# Selected text

Sidney (Sid) Samole, (1935 - July 30, 2000)
was an American chess and computer chess promoter and businessmen, owner of Fidelity Electronics in 1976, and the man behind the first series of microcomputers that played a reasonable game of chess. Sidney worked with Ron Nelson and later with Dan and Kathe Spracklen. Their chess computers won many world and national titles.

Photos

WMCCC 1983

AugeSamole1983.jpg

WMCCC 1983, Budapest: Friendly President Match, Peter Auge of Novag vs. Sidney Samole [2]

USOCCC 1986

Sid samole 1986 2.JPG

USOCCC 1986 - Larry Kaufman talking with Sidney Samole (left) and Terry Everett [3] [4]

Quotes

Quote from the ICCA Obituary [5].

Sid Samole touched the lives of chess aficionados and computer-chess scientists alike. His characteristic proposal was: "How about a nice game of chess?"

# Prompt
Please answer these questions from the text about Sidney Samole:
1. What company did he own in 1976?
2. In which city did the Friendly President Match at WMCCC 1983 take place?
3. What was his characteristic proposal?

# Stored data
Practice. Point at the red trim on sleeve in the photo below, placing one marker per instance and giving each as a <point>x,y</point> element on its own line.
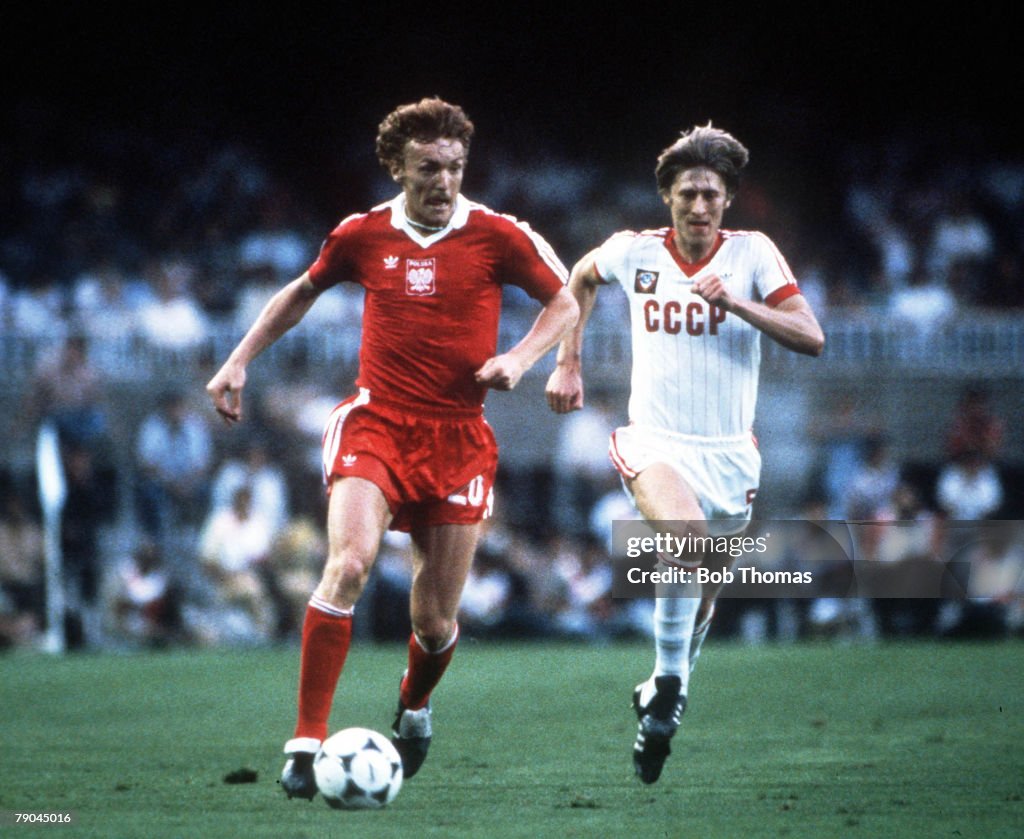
<point>781,294</point>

# Written solution
1. Fidelity Electronics
2. Budapest
3. "How about a nice game of chess?"